● **Rows**
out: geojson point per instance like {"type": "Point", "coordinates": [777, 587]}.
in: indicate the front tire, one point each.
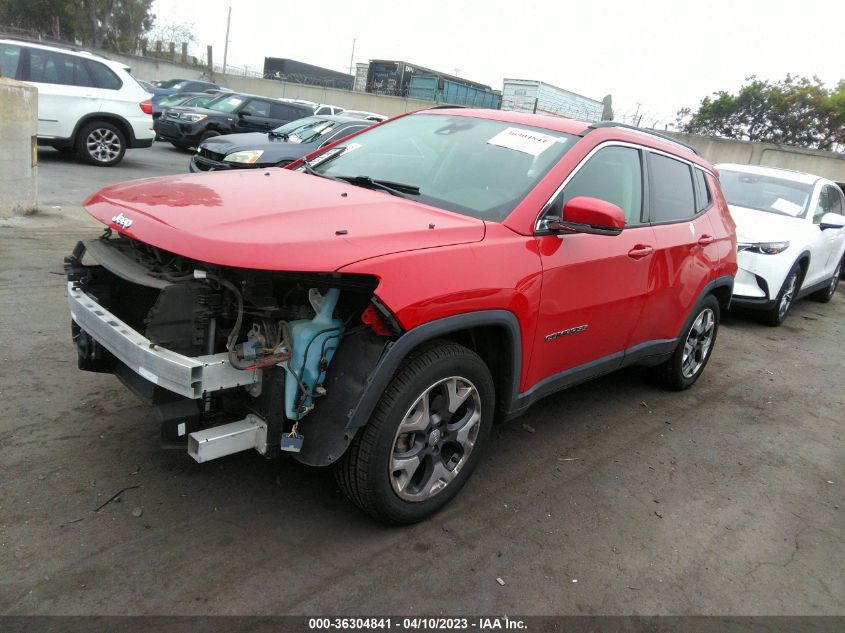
{"type": "Point", "coordinates": [101, 144]}
{"type": "Point", "coordinates": [424, 438]}
{"type": "Point", "coordinates": [694, 348]}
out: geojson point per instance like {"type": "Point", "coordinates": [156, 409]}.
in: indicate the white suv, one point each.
{"type": "Point", "coordinates": [790, 236]}
{"type": "Point", "coordinates": [86, 103]}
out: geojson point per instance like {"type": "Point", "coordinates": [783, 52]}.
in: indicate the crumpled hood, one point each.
{"type": "Point", "coordinates": [275, 148]}
{"type": "Point", "coordinates": [760, 226]}
{"type": "Point", "coordinates": [275, 219]}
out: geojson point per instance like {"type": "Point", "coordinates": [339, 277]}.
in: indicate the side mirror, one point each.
{"type": "Point", "coordinates": [832, 221]}
{"type": "Point", "coordinates": [583, 214]}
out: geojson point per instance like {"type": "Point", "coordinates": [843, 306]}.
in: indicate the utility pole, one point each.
{"type": "Point", "coordinates": [226, 45]}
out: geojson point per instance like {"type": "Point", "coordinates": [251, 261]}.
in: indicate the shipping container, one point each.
{"type": "Point", "coordinates": [392, 77]}
{"type": "Point", "coordinates": [302, 73]}
{"type": "Point", "coordinates": [525, 95]}
{"type": "Point", "coordinates": [433, 88]}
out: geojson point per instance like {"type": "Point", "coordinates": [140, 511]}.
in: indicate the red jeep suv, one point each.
{"type": "Point", "coordinates": [377, 305]}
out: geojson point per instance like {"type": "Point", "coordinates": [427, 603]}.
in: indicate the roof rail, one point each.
{"type": "Point", "coordinates": [663, 137]}
{"type": "Point", "coordinates": [73, 48]}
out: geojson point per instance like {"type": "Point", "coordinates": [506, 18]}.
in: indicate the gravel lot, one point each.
{"type": "Point", "coordinates": [612, 498]}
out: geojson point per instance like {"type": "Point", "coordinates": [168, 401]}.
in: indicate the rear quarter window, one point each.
{"type": "Point", "coordinates": [671, 192]}
{"type": "Point", "coordinates": [10, 56]}
{"type": "Point", "coordinates": [702, 192]}
{"type": "Point", "coordinates": [104, 77]}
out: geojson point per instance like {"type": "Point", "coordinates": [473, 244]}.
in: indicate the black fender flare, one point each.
{"type": "Point", "coordinates": [401, 347]}
{"type": "Point", "coordinates": [720, 282]}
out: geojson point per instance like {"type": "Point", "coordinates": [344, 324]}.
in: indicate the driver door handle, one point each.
{"type": "Point", "coordinates": [639, 251]}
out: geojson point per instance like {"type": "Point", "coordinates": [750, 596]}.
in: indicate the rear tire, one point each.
{"type": "Point", "coordinates": [100, 143]}
{"type": "Point", "coordinates": [424, 438]}
{"type": "Point", "coordinates": [825, 295]}
{"type": "Point", "coordinates": [785, 298]}
{"type": "Point", "coordinates": [695, 346]}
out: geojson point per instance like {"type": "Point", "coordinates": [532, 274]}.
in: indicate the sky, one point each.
{"type": "Point", "coordinates": [652, 57]}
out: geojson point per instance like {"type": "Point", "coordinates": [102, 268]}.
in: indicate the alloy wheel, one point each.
{"type": "Point", "coordinates": [435, 438]}
{"type": "Point", "coordinates": [698, 343]}
{"type": "Point", "coordinates": [103, 144]}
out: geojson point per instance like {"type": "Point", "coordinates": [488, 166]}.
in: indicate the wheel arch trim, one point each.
{"type": "Point", "coordinates": [405, 344]}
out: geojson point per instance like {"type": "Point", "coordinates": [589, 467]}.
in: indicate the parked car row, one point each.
{"type": "Point", "coordinates": [278, 147]}
{"type": "Point", "coordinates": [94, 107]}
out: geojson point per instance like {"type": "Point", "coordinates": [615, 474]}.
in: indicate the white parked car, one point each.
{"type": "Point", "coordinates": [361, 114]}
{"type": "Point", "coordinates": [790, 236]}
{"type": "Point", "coordinates": [86, 103]}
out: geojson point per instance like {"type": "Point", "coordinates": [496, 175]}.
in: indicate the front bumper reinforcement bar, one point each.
{"type": "Point", "coordinates": [188, 376]}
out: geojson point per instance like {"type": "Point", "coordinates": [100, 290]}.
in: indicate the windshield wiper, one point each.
{"type": "Point", "coordinates": [396, 188]}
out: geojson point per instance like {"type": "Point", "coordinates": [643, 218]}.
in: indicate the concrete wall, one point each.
{"type": "Point", "coordinates": [720, 150]}
{"type": "Point", "coordinates": [18, 157]}
{"type": "Point", "coordinates": [150, 69]}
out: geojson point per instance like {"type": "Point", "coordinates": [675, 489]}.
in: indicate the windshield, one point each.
{"type": "Point", "coordinates": [475, 167]}
{"type": "Point", "coordinates": [225, 103]}
{"type": "Point", "coordinates": [199, 101]}
{"type": "Point", "coordinates": [765, 193]}
{"type": "Point", "coordinates": [307, 130]}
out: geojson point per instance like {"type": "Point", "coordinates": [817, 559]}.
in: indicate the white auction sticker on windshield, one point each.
{"type": "Point", "coordinates": [785, 206]}
{"type": "Point", "coordinates": [525, 141]}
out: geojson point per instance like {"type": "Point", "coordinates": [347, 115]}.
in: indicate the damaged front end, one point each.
{"type": "Point", "coordinates": [230, 358]}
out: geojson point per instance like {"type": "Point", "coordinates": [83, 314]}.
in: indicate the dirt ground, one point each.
{"type": "Point", "coordinates": [615, 497]}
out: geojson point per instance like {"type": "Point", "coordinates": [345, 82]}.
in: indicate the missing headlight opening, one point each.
{"type": "Point", "coordinates": [249, 352]}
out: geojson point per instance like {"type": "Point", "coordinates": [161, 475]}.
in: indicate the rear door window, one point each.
{"type": "Point", "coordinates": [256, 107]}
{"type": "Point", "coordinates": [50, 67]}
{"type": "Point", "coordinates": [10, 56]}
{"type": "Point", "coordinates": [829, 202]}
{"type": "Point", "coordinates": [671, 193]}
{"type": "Point", "coordinates": [285, 112]}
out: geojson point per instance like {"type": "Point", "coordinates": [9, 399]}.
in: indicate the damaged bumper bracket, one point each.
{"type": "Point", "coordinates": [185, 375]}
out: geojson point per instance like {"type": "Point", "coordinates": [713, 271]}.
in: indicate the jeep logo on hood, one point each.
{"type": "Point", "coordinates": [122, 221]}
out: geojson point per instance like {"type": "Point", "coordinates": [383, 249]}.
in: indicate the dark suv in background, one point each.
{"type": "Point", "coordinates": [186, 127]}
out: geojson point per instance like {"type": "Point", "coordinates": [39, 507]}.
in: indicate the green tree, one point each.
{"type": "Point", "coordinates": [114, 24]}
{"type": "Point", "coordinates": [794, 111]}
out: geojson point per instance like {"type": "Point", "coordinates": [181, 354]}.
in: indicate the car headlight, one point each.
{"type": "Point", "coordinates": [248, 156]}
{"type": "Point", "coordinates": [765, 248]}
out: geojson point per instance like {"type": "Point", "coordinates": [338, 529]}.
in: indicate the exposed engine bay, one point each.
{"type": "Point", "coordinates": [282, 332]}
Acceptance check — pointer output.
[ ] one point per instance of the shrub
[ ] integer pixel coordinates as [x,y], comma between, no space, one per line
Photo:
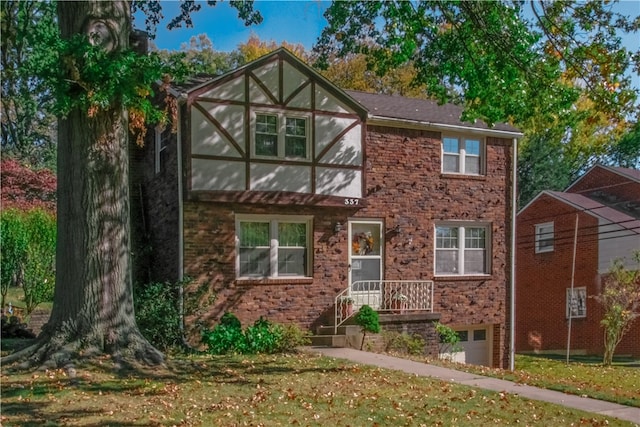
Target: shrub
[28,241]
[368,320]
[157,313]
[225,338]
[262,337]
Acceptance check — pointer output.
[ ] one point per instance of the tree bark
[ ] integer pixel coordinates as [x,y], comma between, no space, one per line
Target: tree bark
[93,301]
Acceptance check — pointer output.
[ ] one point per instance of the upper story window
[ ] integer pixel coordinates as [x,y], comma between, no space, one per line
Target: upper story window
[462,250]
[462,155]
[576,302]
[544,237]
[282,136]
[273,246]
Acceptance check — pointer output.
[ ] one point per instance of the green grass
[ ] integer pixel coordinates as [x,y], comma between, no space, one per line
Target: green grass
[282,390]
[583,376]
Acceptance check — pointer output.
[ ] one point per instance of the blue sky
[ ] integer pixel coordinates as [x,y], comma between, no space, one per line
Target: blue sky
[293,21]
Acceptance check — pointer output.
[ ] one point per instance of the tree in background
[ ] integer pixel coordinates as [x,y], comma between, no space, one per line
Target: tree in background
[620,300]
[102,91]
[27,122]
[560,75]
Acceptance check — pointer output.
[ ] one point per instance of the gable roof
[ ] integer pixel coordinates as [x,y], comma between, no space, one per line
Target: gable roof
[424,112]
[593,208]
[390,109]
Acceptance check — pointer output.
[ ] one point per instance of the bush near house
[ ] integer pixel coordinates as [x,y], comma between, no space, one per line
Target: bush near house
[27,259]
[263,337]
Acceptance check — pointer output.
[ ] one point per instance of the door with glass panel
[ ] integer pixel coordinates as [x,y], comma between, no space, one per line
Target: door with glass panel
[365,262]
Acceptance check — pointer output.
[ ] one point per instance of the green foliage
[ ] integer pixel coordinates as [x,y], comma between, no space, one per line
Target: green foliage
[489,56]
[368,320]
[449,339]
[403,343]
[39,264]
[28,124]
[157,313]
[263,337]
[620,300]
[28,241]
[225,338]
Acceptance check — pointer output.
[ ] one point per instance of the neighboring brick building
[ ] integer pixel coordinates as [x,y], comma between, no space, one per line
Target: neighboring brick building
[283,191]
[604,205]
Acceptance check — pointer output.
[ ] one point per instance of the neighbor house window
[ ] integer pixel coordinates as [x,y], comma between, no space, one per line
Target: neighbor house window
[280,135]
[462,250]
[273,247]
[544,237]
[462,155]
[576,302]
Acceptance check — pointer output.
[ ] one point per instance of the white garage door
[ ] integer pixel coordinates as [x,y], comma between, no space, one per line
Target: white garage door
[475,346]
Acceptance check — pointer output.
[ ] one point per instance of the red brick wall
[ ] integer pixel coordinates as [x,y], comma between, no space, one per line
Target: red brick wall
[404,186]
[542,280]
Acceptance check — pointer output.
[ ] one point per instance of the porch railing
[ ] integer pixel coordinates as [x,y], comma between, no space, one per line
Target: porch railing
[393,296]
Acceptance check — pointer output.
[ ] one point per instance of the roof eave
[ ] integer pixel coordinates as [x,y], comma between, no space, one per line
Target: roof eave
[415,124]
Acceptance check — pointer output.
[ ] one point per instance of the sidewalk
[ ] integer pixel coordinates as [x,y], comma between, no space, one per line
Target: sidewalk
[627,413]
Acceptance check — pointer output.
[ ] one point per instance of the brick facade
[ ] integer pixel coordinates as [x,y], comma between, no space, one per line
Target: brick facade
[542,279]
[405,187]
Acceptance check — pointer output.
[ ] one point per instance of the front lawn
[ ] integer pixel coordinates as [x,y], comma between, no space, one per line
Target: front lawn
[282,390]
[583,376]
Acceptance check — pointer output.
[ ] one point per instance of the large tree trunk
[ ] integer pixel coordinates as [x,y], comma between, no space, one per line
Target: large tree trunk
[93,302]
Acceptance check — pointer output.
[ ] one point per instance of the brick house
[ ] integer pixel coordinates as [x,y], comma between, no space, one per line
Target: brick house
[604,206]
[285,192]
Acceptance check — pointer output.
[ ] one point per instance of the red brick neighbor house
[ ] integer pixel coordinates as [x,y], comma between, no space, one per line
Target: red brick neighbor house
[288,198]
[598,217]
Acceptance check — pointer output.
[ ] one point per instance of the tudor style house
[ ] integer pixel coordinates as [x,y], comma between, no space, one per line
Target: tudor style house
[566,243]
[283,196]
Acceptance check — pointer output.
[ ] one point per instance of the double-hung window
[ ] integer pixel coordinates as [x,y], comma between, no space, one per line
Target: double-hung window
[462,155]
[273,246]
[462,249]
[576,302]
[280,135]
[544,237]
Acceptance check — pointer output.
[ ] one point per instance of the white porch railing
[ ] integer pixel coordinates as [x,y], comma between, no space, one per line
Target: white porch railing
[394,296]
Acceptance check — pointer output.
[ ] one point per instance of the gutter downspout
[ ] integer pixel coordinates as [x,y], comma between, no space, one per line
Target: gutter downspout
[180,101]
[512,302]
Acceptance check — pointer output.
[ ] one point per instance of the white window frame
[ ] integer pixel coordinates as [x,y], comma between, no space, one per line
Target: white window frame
[281,128]
[462,229]
[462,155]
[273,221]
[579,301]
[544,233]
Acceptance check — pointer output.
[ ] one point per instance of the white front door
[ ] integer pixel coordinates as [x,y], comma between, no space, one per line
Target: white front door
[365,262]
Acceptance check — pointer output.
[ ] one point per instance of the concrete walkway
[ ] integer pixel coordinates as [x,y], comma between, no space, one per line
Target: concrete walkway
[627,413]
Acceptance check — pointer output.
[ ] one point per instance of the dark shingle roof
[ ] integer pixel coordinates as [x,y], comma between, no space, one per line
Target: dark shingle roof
[419,110]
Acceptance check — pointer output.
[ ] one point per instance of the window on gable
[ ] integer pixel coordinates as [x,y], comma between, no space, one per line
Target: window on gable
[279,135]
[576,302]
[273,247]
[462,250]
[544,237]
[462,155]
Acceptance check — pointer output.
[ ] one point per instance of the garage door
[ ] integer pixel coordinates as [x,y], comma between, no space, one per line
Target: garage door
[475,346]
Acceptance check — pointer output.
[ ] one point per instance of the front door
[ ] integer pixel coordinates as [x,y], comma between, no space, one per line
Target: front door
[365,262]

● **Set exercise**
Find every line above that contains the word "sidewalk", and copy each one out in full.

● **Exercise answer**
[ ] one point per instance of the sidewalk
Target: sidewalk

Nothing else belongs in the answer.